Give all of the records again precisely, excluding whatever pictures they contain.

BEGIN The input

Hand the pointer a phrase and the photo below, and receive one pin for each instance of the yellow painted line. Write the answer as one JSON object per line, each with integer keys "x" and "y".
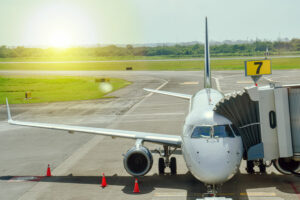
{"x": 190, "y": 195}
{"x": 259, "y": 194}
{"x": 190, "y": 83}
{"x": 169, "y": 194}
{"x": 247, "y": 82}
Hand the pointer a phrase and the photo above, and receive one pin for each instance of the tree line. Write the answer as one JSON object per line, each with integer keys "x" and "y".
{"x": 195, "y": 50}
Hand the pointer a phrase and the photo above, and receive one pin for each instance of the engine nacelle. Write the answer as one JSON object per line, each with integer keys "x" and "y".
{"x": 138, "y": 161}
{"x": 286, "y": 165}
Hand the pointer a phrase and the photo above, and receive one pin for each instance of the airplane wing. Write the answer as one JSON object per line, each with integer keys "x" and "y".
{"x": 180, "y": 95}
{"x": 171, "y": 140}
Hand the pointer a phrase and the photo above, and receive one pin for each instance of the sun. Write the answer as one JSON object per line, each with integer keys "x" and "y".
{"x": 60, "y": 38}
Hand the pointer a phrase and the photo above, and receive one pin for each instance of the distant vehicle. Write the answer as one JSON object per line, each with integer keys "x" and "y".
{"x": 210, "y": 143}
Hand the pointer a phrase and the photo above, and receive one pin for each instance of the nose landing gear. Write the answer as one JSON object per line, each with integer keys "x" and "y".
{"x": 250, "y": 166}
{"x": 165, "y": 161}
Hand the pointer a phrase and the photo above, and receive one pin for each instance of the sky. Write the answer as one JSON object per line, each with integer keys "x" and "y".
{"x": 65, "y": 23}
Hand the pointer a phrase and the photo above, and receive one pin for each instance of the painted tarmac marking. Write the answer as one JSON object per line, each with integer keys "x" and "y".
{"x": 244, "y": 82}
{"x": 190, "y": 83}
{"x": 25, "y": 178}
{"x": 295, "y": 190}
{"x": 248, "y": 194}
{"x": 259, "y": 194}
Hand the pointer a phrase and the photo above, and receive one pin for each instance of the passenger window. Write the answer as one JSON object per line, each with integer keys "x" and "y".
{"x": 201, "y": 131}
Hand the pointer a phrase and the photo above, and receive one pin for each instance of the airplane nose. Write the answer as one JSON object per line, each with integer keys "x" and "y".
{"x": 215, "y": 164}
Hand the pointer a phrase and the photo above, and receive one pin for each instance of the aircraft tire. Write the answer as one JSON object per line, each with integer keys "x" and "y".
{"x": 250, "y": 166}
{"x": 262, "y": 167}
{"x": 161, "y": 166}
{"x": 173, "y": 166}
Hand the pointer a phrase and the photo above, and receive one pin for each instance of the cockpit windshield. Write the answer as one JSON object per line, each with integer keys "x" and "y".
{"x": 219, "y": 131}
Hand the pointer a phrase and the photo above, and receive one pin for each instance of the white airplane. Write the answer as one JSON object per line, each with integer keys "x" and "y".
{"x": 210, "y": 143}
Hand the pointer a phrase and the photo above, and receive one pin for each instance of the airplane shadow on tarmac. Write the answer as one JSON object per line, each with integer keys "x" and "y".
{"x": 147, "y": 184}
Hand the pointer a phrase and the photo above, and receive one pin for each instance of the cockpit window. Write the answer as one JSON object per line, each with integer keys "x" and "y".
{"x": 201, "y": 131}
{"x": 223, "y": 131}
{"x": 219, "y": 131}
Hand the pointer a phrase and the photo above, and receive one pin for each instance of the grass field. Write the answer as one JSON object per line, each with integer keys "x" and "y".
{"x": 234, "y": 64}
{"x": 55, "y": 88}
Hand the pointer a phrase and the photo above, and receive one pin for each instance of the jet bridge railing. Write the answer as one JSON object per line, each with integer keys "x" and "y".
{"x": 268, "y": 119}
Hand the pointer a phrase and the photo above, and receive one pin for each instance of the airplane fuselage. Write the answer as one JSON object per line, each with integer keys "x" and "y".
{"x": 210, "y": 146}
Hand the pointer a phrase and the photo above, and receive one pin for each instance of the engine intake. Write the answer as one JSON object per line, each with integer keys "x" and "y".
{"x": 138, "y": 161}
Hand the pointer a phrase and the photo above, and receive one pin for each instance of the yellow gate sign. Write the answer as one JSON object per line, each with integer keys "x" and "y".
{"x": 258, "y": 67}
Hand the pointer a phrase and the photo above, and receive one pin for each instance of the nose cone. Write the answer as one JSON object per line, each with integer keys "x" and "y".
{"x": 213, "y": 161}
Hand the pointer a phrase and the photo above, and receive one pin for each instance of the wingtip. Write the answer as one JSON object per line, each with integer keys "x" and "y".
{"x": 8, "y": 111}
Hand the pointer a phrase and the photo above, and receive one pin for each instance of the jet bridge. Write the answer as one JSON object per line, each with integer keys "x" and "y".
{"x": 268, "y": 120}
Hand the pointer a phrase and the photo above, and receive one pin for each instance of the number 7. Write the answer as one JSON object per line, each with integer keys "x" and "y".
{"x": 259, "y": 66}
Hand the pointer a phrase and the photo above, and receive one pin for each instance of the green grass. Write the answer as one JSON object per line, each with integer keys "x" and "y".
{"x": 233, "y": 64}
{"x": 53, "y": 88}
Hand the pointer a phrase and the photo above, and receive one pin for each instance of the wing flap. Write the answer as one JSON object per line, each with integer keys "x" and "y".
{"x": 180, "y": 95}
{"x": 171, "y": 140}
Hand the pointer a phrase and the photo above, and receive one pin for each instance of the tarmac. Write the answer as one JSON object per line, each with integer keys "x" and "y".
{"x": 78, "y": 160}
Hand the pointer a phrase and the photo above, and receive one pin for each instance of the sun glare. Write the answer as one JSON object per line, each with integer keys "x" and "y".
{"x": 60, "y": 38}
{"x": 60, "y": 25}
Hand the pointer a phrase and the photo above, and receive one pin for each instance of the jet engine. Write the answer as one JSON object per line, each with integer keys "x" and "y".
{"x": 287, "y": 165}
{"x": 138, "y": 161}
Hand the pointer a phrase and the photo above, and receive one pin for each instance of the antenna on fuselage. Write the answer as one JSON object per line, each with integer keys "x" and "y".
{"x": 207, "y": 75}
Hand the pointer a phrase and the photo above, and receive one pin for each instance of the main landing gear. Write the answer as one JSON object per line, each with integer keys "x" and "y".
{"x": 165, "y": 161}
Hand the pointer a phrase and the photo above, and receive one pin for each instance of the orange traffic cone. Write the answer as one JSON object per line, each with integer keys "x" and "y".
{"x": 103, "y": 184}
{"x": 48, "y": 171}
{"x": 136, "y": 187}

END The input

**Reply to the exercise:**
Hand the pointer a phrase and the photo below, and receive one pin for each instance of the yellow painted line. Write the answer as one JSON object per line, each with integer keys "x" and "y".
{"x": 190, "y": 195}
{"x": 259, "y": 194}
{"x": 190, "y": 83}
{"x": 169, "y": 194}
{"x": 247, "y": 82}
Hand the pointer a phrase and the photo above, and receive one pin for each instance of the tree line. Write the answer as one JSON object per line, each with integer keys "x" and "y".
{"x": 195, "y": 50}
Hand the pointer a phrase and the photo above, and receive one pin for each instance of the engine nacelle. Write the answer as one JSON object per line, each with integer keys "x" and "y".
{"x": 138, "y": 161}
{"x": 286, "y": 165}
Hand the pointer a phrase and the photo above, and receive one pin for each instance of the airplane wing. Write the answer as one JSON object per line, each with integer keys "x" and "y".
{"x": 180, "y": 95}
{"x": 171, "y": 140}
Hand the pointer a phrase and the photo above, and receive one pin for each instance of the sun. Write the answer as one JSON object per line, each with integer keys "x" and "y".
{"x": 60, "y": 38}
Hand the pointer a phrase and the photo above, and receive one pin for each instance of the distant vehicle. Write the answer as one JSON object per line, each with integer keys "x" and "y".
{"x": 210, "y": 143}
Hand the pointer a phrase and the photo above, and receive one pin for each instance of the nose landing gear. Write the answer as one JSON object per line, each with integer keys "x" and "y".
{"x": 250, "y": 166}
{"x": 165, "y": 161}
Hand the pointer a phrase and the photo above, and receive one pin for each instance of the sky. Write the answer as one JSON object per line, each with integer keys "x" and "y".
{"x": 65, "y": 23}
Hand the pointer a phrase and the photo above, and receive one pin for each instance of the painted tarmac marking. Write the answer as one JSON object per line, each with integer keys "x" and "y".
{"x": 244, "y": 82}
{"x": 190, "y": 83}
{"x": 25, "y": 178}
{"x": 295, "y": 190}
{"x": 248, "y": 194}
{"x": 259, "y": 194}
Hand the pointer a phrase and the photo above, and receive one pin for each instance of the passenger window. Write the answer as one JSON object per line, each with integer keys "x" and "y".
{"x": 201, "y": 131}
Hand the pointer a phrase and the photo above, and receive one pin for each instance of the airplane nose. Write the answer as one JSON object per line, each with integer keys "x" and "y".
{"x": 215, "y": 164}
Hand the pointer a phrase and the photo above, and receive one pin for each instance of the aircraft tire. Write the answer as one JSON object per line, each with integer keys "x" and "y".
{"x": 250, "y": 166}
{"x": 262, "y": 167}
{"x": 161, "y": 166}
{"x": 173, "y": 166}
Hand the pointer a phrase and the photo above, and receive one pin for each instance of the cockpit windshield. Write the answer as one JSON object per line, each with integer keys "x" and "y".
{"x": 219, "y": 131}
Hand the pointer a phrase and the photo above, and receive one pin for each instance of the white airplane. Write the answer as one JSON object per line, each with integer keys "x" and "y".
{"x": 210, "y": 143}
Hand the pointer a phrase and the photo above, and receive one pin for each instance of the airplane shadow on tarmac. Write the answer as one JSON object per line, each with integer keys "x" and "y".
{"x": 147, "y": 184}
Hand the pointer a phrase and the photo above, and receive one pin for each instance of the cockpit window. Write the answer as one JSON object per line, each with integer keys "x" and "y".
{"x": 201, "y": 131}
{"x": 223, "y": 131}
{"x": 219, "y": 131}
Hand the pointer a phrase and the photo above, and receive one pin for each instance of the grass field. Write the answer as one JSON object per line, each with integer keys "x" and "y".
{"x": 234, "y": 64}
{"x": 55, "y": 88}
Hand the pointer a phrase and the photo above, and receive one pin for each instance of the jet bridge railing. Write the answer as one JSON object per line, each with integer keys "x" and "y".
{"x": 268, "y": 119}
Hand the pointer a phrase and the photo above, and receive one pin for each instance of the airplane fuselage. Write the answer as one JSON object per line, each with integer keys "x" and "y".
{"x": 210, "y": 146}
Hand the pointer a phrase and the photo above, and receive one pin for each instance of the engine intake. Write the answer as one JSON object per line, each with integer keys "x" and "y".
{"x": 138, "y": 161}
Hand the pointer a phrase and the photo above, and receive one pin for each instance of the yellow gate sign. Write the answer as one JSON object per line, each with integer keys "x" and "y".
{"x": 258, "y": 67}
Hand the pointer a phrase and the photo above, and receive one pin for each instance of the nose cone. Write the answer as one JSON object per line, each with integer keys "x" and "y".
{"x": 213, "y": 161}
Hand the pointer a phrase and the photo above, and receive one pin for each instance of the wingtip. Write the answer as one JSON object per line, each with integer keys "x" and "y".
{"x": 8, "y": 111}
Hand the pointer a phrase and the photo above, and receive one pin for each instance of the jet bridge. Write the answer as one JSON object per line, each with integer keys "x" and "y".
{"x": 268, "y": 120}
Hand the pointer a phrase and the photo above, and receive one pin for each instance of the number 7. Write the answer as one JSON object per line, each with integer keys "x" and "y".
{"x": 259, "y": 66}
Hand the pointer a phrase and the photo above, and receive one pin for each instance of the green grass. Write the answer as one JSON object per line, each with integer keys "x" and "y".
{"x": 233, "y": 64}
{"x": 53, "y": 88}
Hand the pointer a phrase and the photo above, and receive one pin for each instance of the wing flap. Write the answer as one JSON object per line, each with integer keys "x" and "y".
{"x": 180, "y": 95}
{"x": 171, "y": 140}
Hand the pointer a phrase and the photo above, and receive one pin for each instance of the tarmac. Write the answer as one JSON object per line, each with integer keys "x" and "y".
{"x": 78, "y": 160}
Hand the pointer a phrase and the photo above, and receive one pin for each instance of the sun glare. Write the answer as one JSON object per line, each with integer keys "x" and "y".
{"x": 60, "y": 38}
{"x": 60, "y": 25}
Hand the pointer a phrase and the photo above, and receive one pin for each instance of the jet engine. Write the answer as one JSON object per line, each with integer keys "x" and "y".
{"x": 287, "y": 165}
{"x": 138, "y": 161}
Hand the pointer a phrase and the photo above, and receive one pin for each instance of the antenna on fuselage. Write the answer as one JSON object per line, each with integer keys "x" and "y".
{"x": 207, "y": 75}
Hand the pointer a phrase and the photo above, and receive one pin for each instance of the main landing gear. Write the answer as one JSON object per line, each with integer keys "x" and "y".
{"x": 165, "y": 161}
Hand the pointer a phrase and the photo above, and receive one pin for each instance of the orange traffic cone. Write the answer as one JSON object per line, each with integer keys "x" and "y".
{"x": 103, "y": 184}
{"x": 48, "y": 171}
{"x": 136, "y": 187}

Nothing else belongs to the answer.